* [TAREFAS A REALIZAR]:
- a) No texto sobre os contratistas privados, que empresa teve funcionários descobertos traficando mulheres na Bósnia?
- b) Com base no texto sobre os contratistas privados, explique em que condição e com que inspiração a autora empreendeu a investigação.
- c) Repita fielmente o trecho do texto sobre os contratistas privados que começa em "Estou especialmente interessada" e segue até "EUA ao Iraque.".

* [TEXTO PARA LEITURA]:
Outra mudança importante é a dependência das forças armadas dos EUA dos chamados “contratistas privados”, que já ultrapassam o número de soldados no Iraque. A opinião pública começou a prestar atenção no papel dos contratistas nas zonas onde os norte-americanos realizaram ações militares. Menos atenção foi dedicada, entretanto, à forma que os contratistas privados estão dando à natureza da prostituição militarizada. No exemplo mais conhecido, funcionários da DynCorp foram descobertos quando traficavam mulheres na Bósnia, e há indícios que sugerem que o mesmo pode estar ocorrendo no Iraque.

Estou investigando se os contratistas civis permitem a exploração sexual militarizada no Iraque, Afeganistão, Emirados Árabes Unidos (EAU) e outros países muçulmanos. Minha investigação pretende descobrir novos padrões de exploração sexual de mulheres dirigida a militares por parte dos Estados Unidos, e como a prostituição institucionalizada se transforma quando as forças norte-americanas se instalam nos países muçulmanos.

Estou especialmente interessada no papel que desempenham os contratistas civis na promoção da prostituição local ou na importação de estrangeiras para zonas de guerra, fazendo-as passar por cozinheiras, camareiras ou funcionárias de escritório. Empreendi essa investigação como militante feminista que trabalhou durante muito tempo sobre aspectos relacionados com a mulher e o militarismo, inspirada pelo exemplo de mulheres como Cynthia Enloe, Katherine Moon e Saralee Hamilton. Organizei protestos contra a exploração sexual nas proximidades das bases dos EUA nas Filipinas. Mais recentemente trabalhei em facetas relacionadas com a agressão e o assédio sexuais a mulheres soldados nas forças armadas dos EUA. Desde a Guerra do Golfo também me opus ativamente aos ataques dos EUA ao Iraque.

* [MATERIAL FORNECIDO]:
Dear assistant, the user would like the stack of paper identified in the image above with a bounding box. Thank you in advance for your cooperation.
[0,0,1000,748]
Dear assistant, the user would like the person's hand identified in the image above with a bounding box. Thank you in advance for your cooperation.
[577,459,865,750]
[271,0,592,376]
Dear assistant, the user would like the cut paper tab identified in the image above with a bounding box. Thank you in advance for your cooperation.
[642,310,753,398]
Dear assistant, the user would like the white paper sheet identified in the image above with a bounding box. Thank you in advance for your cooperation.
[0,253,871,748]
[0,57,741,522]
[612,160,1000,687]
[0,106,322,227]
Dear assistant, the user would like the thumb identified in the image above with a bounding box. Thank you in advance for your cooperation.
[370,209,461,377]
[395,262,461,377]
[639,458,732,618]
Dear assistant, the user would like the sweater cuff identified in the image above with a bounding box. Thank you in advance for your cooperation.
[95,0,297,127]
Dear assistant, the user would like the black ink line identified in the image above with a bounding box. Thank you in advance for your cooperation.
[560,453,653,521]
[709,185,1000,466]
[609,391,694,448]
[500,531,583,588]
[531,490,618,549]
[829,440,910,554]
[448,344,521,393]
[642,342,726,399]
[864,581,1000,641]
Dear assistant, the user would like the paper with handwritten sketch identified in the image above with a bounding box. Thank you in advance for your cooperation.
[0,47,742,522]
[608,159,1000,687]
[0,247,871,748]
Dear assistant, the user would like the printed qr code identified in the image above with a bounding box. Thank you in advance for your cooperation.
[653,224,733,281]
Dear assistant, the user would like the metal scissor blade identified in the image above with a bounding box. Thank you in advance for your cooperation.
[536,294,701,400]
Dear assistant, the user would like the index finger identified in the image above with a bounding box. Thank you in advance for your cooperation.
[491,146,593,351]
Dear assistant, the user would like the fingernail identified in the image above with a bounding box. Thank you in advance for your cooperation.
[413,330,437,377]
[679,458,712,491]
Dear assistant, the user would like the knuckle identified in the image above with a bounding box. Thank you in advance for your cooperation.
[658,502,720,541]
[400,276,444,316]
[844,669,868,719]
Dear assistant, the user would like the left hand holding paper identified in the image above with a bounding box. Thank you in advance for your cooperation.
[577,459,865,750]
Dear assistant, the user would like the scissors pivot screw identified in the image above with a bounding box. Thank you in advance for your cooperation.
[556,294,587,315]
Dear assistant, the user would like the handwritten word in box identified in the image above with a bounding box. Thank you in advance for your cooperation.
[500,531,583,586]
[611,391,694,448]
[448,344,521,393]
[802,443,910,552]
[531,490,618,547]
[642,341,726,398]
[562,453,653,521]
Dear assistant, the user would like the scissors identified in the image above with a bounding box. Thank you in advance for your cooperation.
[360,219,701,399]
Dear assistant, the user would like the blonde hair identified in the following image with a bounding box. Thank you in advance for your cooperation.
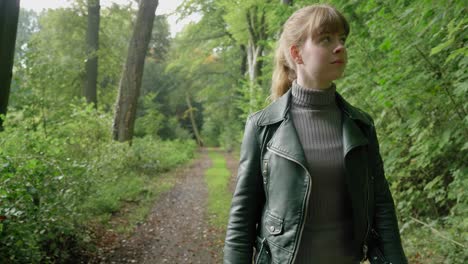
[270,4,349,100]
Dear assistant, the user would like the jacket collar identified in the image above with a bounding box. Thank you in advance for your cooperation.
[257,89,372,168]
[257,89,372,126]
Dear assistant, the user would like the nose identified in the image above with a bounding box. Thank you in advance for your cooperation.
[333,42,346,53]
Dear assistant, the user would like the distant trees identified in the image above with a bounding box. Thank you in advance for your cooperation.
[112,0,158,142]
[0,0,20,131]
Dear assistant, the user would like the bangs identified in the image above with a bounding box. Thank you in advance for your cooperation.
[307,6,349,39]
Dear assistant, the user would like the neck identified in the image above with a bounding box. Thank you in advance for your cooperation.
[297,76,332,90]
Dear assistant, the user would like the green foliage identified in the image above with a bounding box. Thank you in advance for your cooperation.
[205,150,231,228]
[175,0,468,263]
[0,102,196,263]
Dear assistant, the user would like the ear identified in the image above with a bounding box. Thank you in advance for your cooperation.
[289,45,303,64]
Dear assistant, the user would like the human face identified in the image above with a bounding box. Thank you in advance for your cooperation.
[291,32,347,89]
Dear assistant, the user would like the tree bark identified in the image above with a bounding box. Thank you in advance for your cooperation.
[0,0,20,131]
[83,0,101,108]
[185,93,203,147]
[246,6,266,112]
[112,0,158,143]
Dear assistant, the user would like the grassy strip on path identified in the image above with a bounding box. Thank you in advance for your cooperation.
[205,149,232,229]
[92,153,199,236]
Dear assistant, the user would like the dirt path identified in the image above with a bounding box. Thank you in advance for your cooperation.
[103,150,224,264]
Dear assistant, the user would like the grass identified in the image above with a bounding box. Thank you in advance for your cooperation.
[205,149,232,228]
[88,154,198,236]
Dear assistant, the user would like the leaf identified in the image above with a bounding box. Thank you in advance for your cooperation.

* * *

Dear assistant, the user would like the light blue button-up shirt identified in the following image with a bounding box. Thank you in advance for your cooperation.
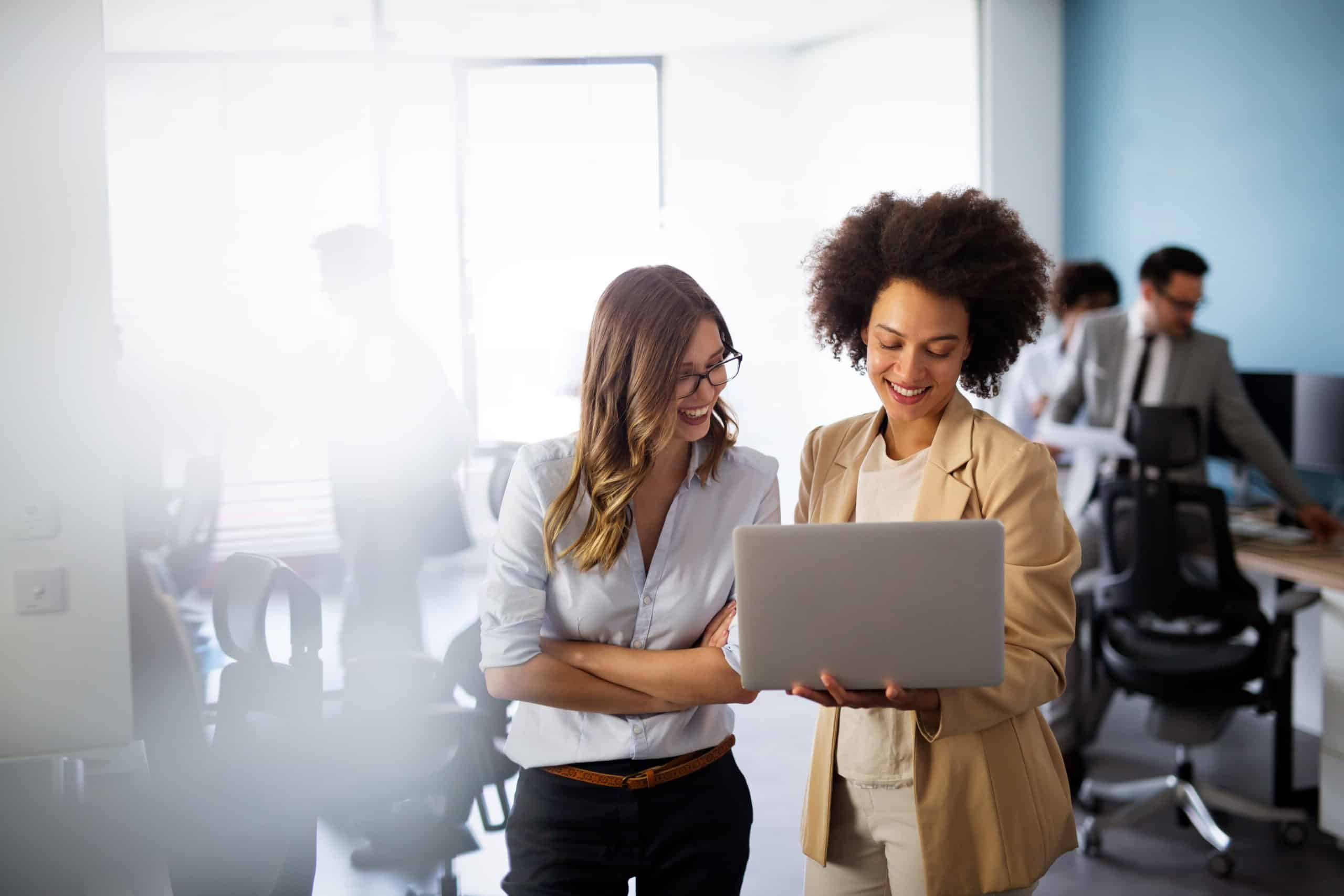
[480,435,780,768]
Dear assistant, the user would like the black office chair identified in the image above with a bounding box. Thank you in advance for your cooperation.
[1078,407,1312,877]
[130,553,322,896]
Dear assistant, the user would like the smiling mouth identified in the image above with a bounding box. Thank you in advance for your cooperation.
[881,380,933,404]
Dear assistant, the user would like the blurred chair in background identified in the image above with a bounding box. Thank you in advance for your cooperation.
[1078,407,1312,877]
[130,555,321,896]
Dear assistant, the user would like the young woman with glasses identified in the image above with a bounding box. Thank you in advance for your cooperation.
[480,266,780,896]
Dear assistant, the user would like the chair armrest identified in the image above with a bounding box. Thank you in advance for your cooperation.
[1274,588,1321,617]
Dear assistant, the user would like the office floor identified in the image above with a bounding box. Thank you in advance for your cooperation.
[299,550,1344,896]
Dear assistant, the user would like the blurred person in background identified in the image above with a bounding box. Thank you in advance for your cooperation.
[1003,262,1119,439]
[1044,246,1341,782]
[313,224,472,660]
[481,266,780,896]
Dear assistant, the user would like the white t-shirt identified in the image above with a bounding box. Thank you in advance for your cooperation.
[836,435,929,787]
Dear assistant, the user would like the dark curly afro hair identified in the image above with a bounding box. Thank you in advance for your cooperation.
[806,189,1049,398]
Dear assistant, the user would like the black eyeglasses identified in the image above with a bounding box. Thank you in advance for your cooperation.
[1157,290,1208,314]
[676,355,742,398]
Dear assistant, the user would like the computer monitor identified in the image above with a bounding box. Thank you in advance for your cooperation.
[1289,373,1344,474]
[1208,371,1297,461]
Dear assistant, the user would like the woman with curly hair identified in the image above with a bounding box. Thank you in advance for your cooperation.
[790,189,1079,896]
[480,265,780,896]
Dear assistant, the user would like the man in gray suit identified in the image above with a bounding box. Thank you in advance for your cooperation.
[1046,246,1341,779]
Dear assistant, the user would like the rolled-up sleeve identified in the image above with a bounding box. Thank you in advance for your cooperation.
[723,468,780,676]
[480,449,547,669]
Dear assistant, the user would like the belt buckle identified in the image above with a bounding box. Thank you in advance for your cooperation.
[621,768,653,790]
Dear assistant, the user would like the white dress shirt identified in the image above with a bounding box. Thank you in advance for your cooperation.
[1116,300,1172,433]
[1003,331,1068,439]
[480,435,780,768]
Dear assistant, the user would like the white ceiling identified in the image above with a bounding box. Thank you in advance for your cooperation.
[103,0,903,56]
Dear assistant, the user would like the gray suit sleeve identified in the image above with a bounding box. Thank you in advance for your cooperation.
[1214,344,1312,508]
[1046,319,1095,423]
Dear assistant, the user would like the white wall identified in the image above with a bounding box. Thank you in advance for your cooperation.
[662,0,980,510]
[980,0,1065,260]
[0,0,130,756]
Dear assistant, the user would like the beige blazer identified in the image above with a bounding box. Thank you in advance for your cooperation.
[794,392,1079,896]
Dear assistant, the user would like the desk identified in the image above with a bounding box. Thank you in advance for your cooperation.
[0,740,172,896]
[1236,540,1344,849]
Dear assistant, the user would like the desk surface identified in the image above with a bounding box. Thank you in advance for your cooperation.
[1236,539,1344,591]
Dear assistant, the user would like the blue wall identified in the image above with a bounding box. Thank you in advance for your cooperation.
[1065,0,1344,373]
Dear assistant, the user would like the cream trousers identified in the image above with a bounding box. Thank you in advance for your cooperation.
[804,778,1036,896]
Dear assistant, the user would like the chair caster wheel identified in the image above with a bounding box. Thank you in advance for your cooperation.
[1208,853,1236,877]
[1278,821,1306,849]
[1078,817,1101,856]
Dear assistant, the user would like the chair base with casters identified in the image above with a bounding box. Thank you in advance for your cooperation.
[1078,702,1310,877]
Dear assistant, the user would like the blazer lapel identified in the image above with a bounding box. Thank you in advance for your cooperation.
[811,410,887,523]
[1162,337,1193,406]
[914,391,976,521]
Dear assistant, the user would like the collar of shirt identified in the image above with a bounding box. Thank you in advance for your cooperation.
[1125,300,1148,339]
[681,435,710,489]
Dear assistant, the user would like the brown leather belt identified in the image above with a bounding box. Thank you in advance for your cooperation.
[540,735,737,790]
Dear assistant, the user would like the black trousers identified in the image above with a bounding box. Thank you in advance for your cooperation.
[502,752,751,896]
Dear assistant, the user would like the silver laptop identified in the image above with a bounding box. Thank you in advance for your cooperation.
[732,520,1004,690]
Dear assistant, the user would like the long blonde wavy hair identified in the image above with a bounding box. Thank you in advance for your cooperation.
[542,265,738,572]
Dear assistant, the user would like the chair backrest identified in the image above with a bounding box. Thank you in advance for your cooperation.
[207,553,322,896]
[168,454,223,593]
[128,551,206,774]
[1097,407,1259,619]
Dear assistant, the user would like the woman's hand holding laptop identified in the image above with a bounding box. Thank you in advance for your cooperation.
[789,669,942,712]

* [RESPOSTAS]:
- a) A DynCorp.

- b) A autora empreendeu a investigação como militante feminista que trabalhou durante muito tempo em aspectos relacionados com a mulher e o militarismo. Ela foi inspirada pelo exemplo de mulheres como Cynthia Enloe, Katherine Moon e Saralee Hamilton.

- c)
Estou especialmente interessada no papel que desempenham os contratistas civis na promoção da prostituição local ou na importação de estrangeiras para zonas de guerra, fazendo-as passar por cozinheiras, camareiras ou funcionárias de escritório. Empreendi essa investigação como militante feminista que trabalhou durante muito tempo sobre aspectos relacionados com a mulher e o militarismo, inspirada pelo exemplo de mulheres como Cynthia Enloe, Katherine Moon e Saralee Hamilton. Organizei protestos contra a exploração sexual nas proximidades das bases dos EUA nas Filipinas. Mais recentemente trabalhei em facetas relacionadas com a agressão e o assédio sexuais a mulheres soldados nas forças armadas dos EUA. Desde a Guerra do Golfo também me opus ativamente aos ataques dos EUA ao Iraque.